I wrote much of the following in 2009, with the starting place of theologian Richard Beck’s series titled Alone, Suburban and Sorted, and have edited it for this series, five years later.
Parts 7 and 8 of Beck’s series focus on the idea of a ‘third place,’ drawing from Ray Oldenburg’s The Great Good Place: Cafes, Coffee Shops, Bookstores, Bars, Hair Salons, and Other Hangouts at the Heart of a Community (1991).
The ‘third place’ is an idea I’ve valued for many years. In 2004, I nominated a new coffee shop in my then-community for a Smart Growth award on the basis of its being a viable, dynamic third place. The coffee shop recently celebrated its 12th year in that town. It’s the place I met with most of my friends during the day, and where I also met many new acquaintances while hanging out there. And I overheard lots of interesting conversations! It enriched my life, and now that I am living in a community without such a great third place, my life is the poorer for it.
In Part 7 (“The Third Place”), Beck quotes Philip Slater, who says that
“a community life exists when one can go daily to a given location at a given time and see many of the people one knows.”
Exactly. I was so fortunate to have that in my former town. I had it at church, at that coffee shop (where I could go any time and usually see people I know), at the library, at pretty much any arts events in town, and just walking down the streets of the downtown area. In my current town, I suppose it’s the grocery store where I am most apt to see people I know, but there is not much conversation there, and it’s not really a third place, a place where you can hang out for free or for very little cost, for hours at a time. I don’t attend a church here, and I don’t often see people I know at the library other than the librarians. Now my social life takes place almost exclusively in private places, in friends’ homes, at weekly, monthly, bi-monthly meetings and at irregularly scheduled social events like dinners, campfires, cocktail parties, holiday parties, field trips. I’m not complaining, far from it, but they’re not true third places.
Beck speaks of the ‘problem of place’ that has arisen in American culture since WWII, with the ‘rise of the automotive suburb.’ I think there is profound insight in what Dolores Hayden, Yale professor and urban historian and poet, says:
“Americans have ‘substituted the vision of the ideal home for that of the ideal city.‘”

EXERCISE: List every person named in the essay on third places. The rows that follow are separate material with no connection to the essay on third places.

ENTRIES SHOWN:

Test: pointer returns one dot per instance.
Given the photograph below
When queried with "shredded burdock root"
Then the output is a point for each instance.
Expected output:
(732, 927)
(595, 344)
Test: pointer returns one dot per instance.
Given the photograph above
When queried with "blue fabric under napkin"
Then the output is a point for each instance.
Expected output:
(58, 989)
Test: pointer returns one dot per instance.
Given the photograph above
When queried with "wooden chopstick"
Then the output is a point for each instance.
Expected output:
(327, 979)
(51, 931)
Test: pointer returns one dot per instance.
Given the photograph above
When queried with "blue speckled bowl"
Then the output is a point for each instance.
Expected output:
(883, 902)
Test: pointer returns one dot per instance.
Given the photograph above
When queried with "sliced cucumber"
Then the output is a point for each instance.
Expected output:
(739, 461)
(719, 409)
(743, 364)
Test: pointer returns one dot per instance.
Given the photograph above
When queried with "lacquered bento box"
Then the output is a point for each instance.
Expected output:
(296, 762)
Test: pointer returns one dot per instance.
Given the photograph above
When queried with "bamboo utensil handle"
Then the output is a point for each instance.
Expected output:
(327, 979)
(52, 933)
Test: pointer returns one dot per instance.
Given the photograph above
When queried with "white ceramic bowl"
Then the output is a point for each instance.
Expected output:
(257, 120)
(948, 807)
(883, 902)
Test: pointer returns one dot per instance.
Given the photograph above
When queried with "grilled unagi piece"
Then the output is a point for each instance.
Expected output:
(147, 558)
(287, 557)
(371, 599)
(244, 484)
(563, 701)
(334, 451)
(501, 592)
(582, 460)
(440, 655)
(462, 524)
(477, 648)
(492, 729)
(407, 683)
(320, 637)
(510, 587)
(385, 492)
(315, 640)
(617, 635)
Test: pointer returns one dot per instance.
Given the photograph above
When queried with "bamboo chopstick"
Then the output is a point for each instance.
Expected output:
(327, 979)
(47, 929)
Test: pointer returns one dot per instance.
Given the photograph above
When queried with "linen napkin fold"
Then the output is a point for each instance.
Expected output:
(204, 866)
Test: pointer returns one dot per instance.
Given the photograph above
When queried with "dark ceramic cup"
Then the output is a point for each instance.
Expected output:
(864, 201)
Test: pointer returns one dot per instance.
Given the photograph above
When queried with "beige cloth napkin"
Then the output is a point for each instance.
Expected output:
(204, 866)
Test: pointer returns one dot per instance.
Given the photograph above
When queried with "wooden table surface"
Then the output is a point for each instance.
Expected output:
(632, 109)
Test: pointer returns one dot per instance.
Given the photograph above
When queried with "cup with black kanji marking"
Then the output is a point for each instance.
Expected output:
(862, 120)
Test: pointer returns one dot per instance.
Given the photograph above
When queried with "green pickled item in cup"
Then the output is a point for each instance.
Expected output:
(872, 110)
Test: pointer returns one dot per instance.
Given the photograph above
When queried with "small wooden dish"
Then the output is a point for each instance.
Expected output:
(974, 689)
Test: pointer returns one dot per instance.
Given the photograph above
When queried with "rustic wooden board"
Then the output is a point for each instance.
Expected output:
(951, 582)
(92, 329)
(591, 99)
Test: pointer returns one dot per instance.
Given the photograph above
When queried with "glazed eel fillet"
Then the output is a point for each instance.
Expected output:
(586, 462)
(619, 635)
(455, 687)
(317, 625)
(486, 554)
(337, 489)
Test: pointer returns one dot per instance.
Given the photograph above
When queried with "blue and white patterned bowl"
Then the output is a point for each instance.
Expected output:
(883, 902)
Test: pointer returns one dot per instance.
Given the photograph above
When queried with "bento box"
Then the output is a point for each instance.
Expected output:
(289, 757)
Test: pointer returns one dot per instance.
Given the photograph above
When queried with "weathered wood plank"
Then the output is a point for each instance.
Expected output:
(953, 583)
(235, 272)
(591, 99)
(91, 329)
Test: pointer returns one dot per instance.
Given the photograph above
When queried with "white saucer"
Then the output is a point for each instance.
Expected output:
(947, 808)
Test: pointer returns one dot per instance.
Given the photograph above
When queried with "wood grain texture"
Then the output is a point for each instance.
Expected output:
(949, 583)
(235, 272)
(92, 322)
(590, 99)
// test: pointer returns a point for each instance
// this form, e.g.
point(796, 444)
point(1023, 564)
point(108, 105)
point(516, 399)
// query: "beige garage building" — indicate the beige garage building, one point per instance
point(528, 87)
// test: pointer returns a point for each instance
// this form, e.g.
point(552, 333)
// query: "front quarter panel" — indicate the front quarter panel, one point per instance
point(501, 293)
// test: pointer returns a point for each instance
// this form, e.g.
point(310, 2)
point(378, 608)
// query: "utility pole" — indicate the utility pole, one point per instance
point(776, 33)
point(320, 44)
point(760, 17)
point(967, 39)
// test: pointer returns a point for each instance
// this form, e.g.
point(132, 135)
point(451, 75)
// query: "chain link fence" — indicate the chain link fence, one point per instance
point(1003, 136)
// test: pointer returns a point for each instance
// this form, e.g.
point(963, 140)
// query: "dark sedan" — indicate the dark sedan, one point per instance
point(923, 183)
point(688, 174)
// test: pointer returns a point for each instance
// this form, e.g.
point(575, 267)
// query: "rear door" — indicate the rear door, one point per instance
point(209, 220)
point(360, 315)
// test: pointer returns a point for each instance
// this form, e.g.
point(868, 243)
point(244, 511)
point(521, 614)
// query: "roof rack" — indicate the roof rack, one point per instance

COMPLETED TASK: Richard Beck, Ray Oldenburg, Philip Slater, Dolores Hayden